> [Instructions to follow]: Reproduce each item below word for word, leaving out the pictures.

Extracted data entries:
____________________

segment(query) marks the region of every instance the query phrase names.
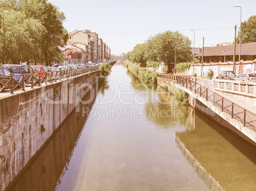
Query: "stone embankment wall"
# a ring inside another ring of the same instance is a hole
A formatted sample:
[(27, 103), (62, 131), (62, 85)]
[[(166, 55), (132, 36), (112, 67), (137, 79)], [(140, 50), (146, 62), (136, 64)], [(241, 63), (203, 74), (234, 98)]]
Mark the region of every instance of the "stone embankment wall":
[(0, 100), (0, 190), (32, 161), (74, 109), (82, 112), (78, 103), (94, 92), (90, 89), (96, 76), (97, 71)]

____________________

> [Completed exercise]:
segment(query) marks the region of every instance the query phrase names.
Query: "stone embankment wall"
# a ring inside another ring of the same instance is a hole
A formatted sample:
[(27, 103), (62, 131), (62, 85)]
[[(166, 55), (132, 36), (112, 67), (137, 79)], [(140, 50), (146, 62), (136, 64)], [(241, 63), (203, 74), (234, 98)]]
Mark the region of every instance of the "stone embankment wall":
[(0, 100), (0, 190), (32, 161), (74, 109), (82, 112), (78, 103), (94, 92), (90, 89), (96, 76), (97, 71)]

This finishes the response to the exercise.